**Texto para leer:**

# # #

Higiene personal y pública de un paleto

Larry Joe Bird, de tez blanca y ojos azules, nació en 1956, en el seno de una humilde familia donde raramente se cumplen los mejores sueños, en el estado de Indiana (Estados Unidos), con un padre proclive a borracheras monumentales y veterano de la guerra de Corea -que lo dejó perturbado para el resto de sus días-, una orgullosa madre coraje capaz de arañar el suelo por sus hijos y tres hermanos más. Vivió su infancia y su primera juventud entre estrecheces económicas, precariamente, a salto de mata, en French Lick, un pequeño pueblo de apenas unos cientos de habitantes, lejos de las grandes urbes y aglomeraciones. Allí, cuando disponía de tiempo y las múltiples tareas de aquel entorno rural le dejaban, jugaba a béisbol y a baloncesto, deporte para el que tenía especial talento, como demostró en su instituto. Luego, Larry se echó una novieta que quedó embarazada: nuevas preocupaciones y una boca más que alimentar. Más tarde, probó suerte en una universidad de ínclita fama. Su estancia allí duró menos de un mes. No soportó el ambiente cosmopolita, elitista y cultureta del campus, en el que se sentía inferior, pese a medir más de dos metros y ser un buscabroncas en cualquier pista. Le llamaban “el paleto de French Lick”. Y decidió volverse al pueblo, donde consiguió un empleo como operario de limpieza urbana. «Me encantaba ese trabajo», comentó tiempo después. «Era al aire libre, estaba con mis amigos. Sentí que realmente estaba logrando algo en mi vida. ¿Cuántas veces estás dando vueltas por tu ciudad y te dices a ti mismo: ¿Por qué no arreglan eso? ¿Por qué no limpian las calles? Aquí tuve la oportunidad de hacer eso. Tuve la oportunidad de hacer que mi comunidad se viera con mejores ojos”. Larry recogió muchas bolsas de desperdicios para encestarlas en el camión de recogida. Y afinó aún más su puntería.

# # #

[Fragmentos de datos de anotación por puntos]
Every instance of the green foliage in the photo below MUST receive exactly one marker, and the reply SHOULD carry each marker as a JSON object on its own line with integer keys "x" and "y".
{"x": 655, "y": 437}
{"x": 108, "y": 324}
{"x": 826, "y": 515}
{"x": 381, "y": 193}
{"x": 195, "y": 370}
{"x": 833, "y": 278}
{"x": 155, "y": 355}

# # #

**Lo que se pide:**
Di si cada frase coincide con el texto sobre Larry Bird y copia tal cual las palabras del texto que lo deciden: (a) Larry Bird estuvo menos de un mes en la universidad. (b) De vuelta en su pueblo, trabajó como entrenador de baloncesto. (c) Larry Bird tenía dos hermanos.

**Tu respuesta:**
(a) Sí: «Su estancia allí duró menos de un mes.»
(b) No: «consiguió un empleo como operario de limpieza urbana»
(c) No: «y tres hermanos más»